**Passage shown**
## Begin

It does, however, mean that any type of appliance that you might wish to plug in uses the same plug, regardless of what power level it wants - quite a good example of It Just Works, even if the price you pay is huge plugs.

Of course, that does break down a bit when you get to fuses, since you now have to worry about using different capacity fuses for appliances with different expected maximum power draw (3A for most things, 5A for the odd high-power small appliance, 13A for anything involving a heater...)


Actually, UK buildings typically contain at least three different standard sockets and plugs--the big ugly ones (with a supply of four different fuses needed), a mini version of that design commonly used for table lamps and floor lamps, and a third design allowed in bathrooms so you can plug in an electric shaver (electrical sockets and even light switches are ordinarily barred from bathrooms). There are also many different kinds of lightbulbs (screw-in, push-in, push-and-turn-to-lock-two pins) in many different physical sizes (as well as different wattages). Running a family house requires a considerable stock of bulbs and fuses, which explains all the "electrical supplies" shops which are unknown in the US. Up until about 10 years ago, in my personal experience, UK small appliances, lamps, etc. were sold with bare AC wires and the householder was expected to add the needed style of plug; now everything comes with the huge plugs.


What are these mini plugs? Everything I've ever seen has either the BFO plugs or the wee razor type plugs that go into the BFO ones with an adaptor. I've never seen a socket in a house for razor type plugs (although hotels do have them) - I guess new properties might have them.


WRT the "mini version" you are thinking of the pre-WWII BS 546. BS 1363 was introduced in 1947 and does not have a mini version.


UK buildings typically contain

I've only ever lived in houses with the big uglies.

All lightbulb headaches have been due to IKEA and their foreign ways.


That's not really fair.

Given a choice between US plugs (spark, fall out of sockets, flimsy, dangerous, bendy pins), and UK plugs (Built to last, don't spark, fused, solid) I know which I'd choose.

There's also large advantages to having each plug individually fused - individual appliances blow rather than the whole circuit.

So I wouldn't say we're "stuck with huge plugs". The only real time it's a slight issue/pain is when you go on a plane and the cables take up a bit of space.


> The only real time it's a slight issue/pain is when you go on a plane and the cables take up a bit of space.

I prefer the UK plug too. But you missed one other very important point of pain: the pain of standing on one. As the flex on a UK plug leaves from the bottom, it has the unique property of tending to lay down on the floor with pins facing upwards.


True, but OTOH, if you stand on a US one, the pins will often get bent. Best thing is to avoid standing on plugs :)


> if you stand on a US one, the pins will often get bent.

That would be the point. Better to damage a plug slightly than get the plug through your feet.


When I was 14 years old, I went through a growth spurt and often passed out when I got up too quickly. One day, I got out of bed in a hurry, passed and and came to lying next to a broken (UK) plug, with a very sore head. It appeared that I had fallen head first onto the prongs of the upturned plug. Looking back, I was lucky not to have done myself a serious injury. A disadvantage of UK plugs versus those in other countries.


Just leave them plugged in, UK sockets have on/off switches.


Why would the only choice to replace the huge UK plugs be US plugs? This one might make much more sense for example http://en.wikipedia.org/wiki/Schuko given the specs (much smaller, all the same advantages expect being fused - if I understand correctly) and also given the UKs geographic location ;)

## End

**Objective A**
From the discussion of UK plugs, extract the stretch from "I've only ever" through "the whole circuit.".
**Objective B**
Answer these questions about the discussion of UK plugs:
(i) What fuse rating is mentioned for anything involving a heater?
(ii) In what year was BS 1363 introduced?
(iii) What do UK sockets have that lets plugs be left plugged in?
**Objective C**
Proceed with the discussion of UK plugs, writing on from its final comment.

**Location identification entries**

## Begin

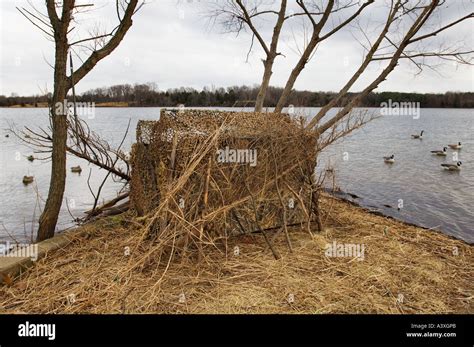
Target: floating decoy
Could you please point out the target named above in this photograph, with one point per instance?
(452, 167)
(456, 146)
(77, 169)
(420, 136)
(27, 179)
(390, 159)
(443, 152)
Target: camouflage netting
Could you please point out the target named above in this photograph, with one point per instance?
(205, 175)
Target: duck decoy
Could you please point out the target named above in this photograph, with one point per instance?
(27, 179)
(443, 152)
(76, 169)
(418, 136)
(452, 167)
(455, 146)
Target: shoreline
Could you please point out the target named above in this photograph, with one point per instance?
(347, 196)
(125, 104)
(400, 260)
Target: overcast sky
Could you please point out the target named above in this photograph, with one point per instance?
(173, 44)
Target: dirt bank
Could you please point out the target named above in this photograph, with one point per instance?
(403, 269)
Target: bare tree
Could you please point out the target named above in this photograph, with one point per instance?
(237, 14)
(396, 41)
(58, 28)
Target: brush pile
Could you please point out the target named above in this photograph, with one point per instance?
(199, 177)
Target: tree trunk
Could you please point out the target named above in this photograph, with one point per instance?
(49, 217)
(262, 92)
(294, 75)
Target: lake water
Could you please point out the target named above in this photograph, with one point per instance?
(428, 195)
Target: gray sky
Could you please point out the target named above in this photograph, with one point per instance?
(172, 43)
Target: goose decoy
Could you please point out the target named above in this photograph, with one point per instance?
(416, 136)
(456, 146)
(390, 159)
(443, 152)
(76, 169)
(452, 167)
(27, 179)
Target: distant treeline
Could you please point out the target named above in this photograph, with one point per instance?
(149, 95)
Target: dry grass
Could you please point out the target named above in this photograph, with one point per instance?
(399, 259)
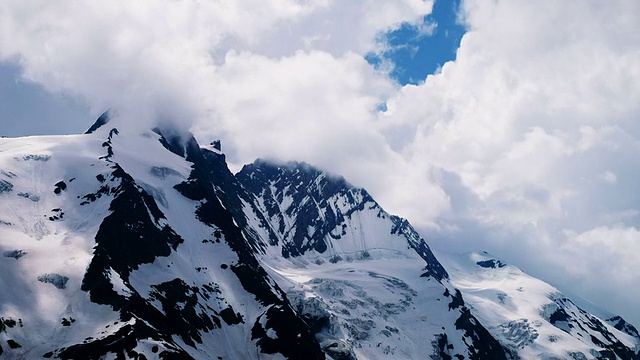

## End

**Answer A**
I've only ever lived in houses with the big uglies.

All lightbulb headaches have been due to IKEA and their foreign ways.


That's not really fair.

Given a choice between US plugs (spark, fall out of sockets, flimsy, dangerous, bendy pins), and UK plugs (Built to last, don't spark, fused, solid) I know which I'd choose.

There's also large advantages to having each plug individually fused - individual appliances blow rather than the whole circuit.

**Answer B**
(i) 13A
(ii) 1947
(iii) On/off switches

**Answer C**
The Italian ones are fairly convenient for plugging a lot of things into a power strip:

http://en.wikipedia.org/wiki/AC_power_plugs_and_sockets#Type...

Edit: I'd just be happy if Europe picked a single standard and stuck with it. It's ridiculous to have to carry all sorts of converters for what are, in the grand scheme of things, not very long trips.


The Schuko is definitely one of the better designs.

16A at 240V in a grounded plug that is very easy to protect against tiny fingers and that you'd have to be trying real hard to get your fingers on when inserting it, even in pitch dark.

Forwards compatible socket with the Euro plug. (that's the thin, ungrounded one with just two pins, one live, one neutral).

It will do anything from your phone charger to a light duty welder.


> Forwards compatible socket with the Euro plug. (that's the thin, ungrounded one with just two pins, one live, one neutral).

It's not really that it's forwards-compatible, but that the europlug was created specifically for this purpose. It's compatible with all european sockets but the english one I believe.


Wow, I guess I haven't seen a UK plug in a while, because I would describe those Schuko plugs as huge as well.


Do US plugs actually spark? I thought that was something you just saw in movies.


Yes, they do. Sometimes they'll even spark when they're just sitting there with something plugged in.

There is a mechanical/electrical machining process called spark erosion aka electrical discharge machining. Every time you have a spark a tiny bit of the metal of both contacts evaporates. Of course that's when you want it to happen, in sockets with plugged in loads you really don't want it to happen.

Over time this process accelerates and it has been the cause of many house fires in the US.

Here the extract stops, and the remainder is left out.